WRITTEN TASK:
Reproduce all of the data below in full, requests included, and shift each coordinate in the answer points by -46. Leave the numbers in the requests and their format samples unchanged.
* start THE INPUT *
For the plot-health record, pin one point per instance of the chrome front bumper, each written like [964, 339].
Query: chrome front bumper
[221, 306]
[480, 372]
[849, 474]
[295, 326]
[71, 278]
* end THE INPUT *
SOLUTION TO THIS TASK:
For the plot-health record, pin one point per instance of the chrome front bumper, each written like [964, 339].
Query: chrome front bumper
[175, 260]
[434, 326]
[803, 428]
[249, 280]
[25, 232]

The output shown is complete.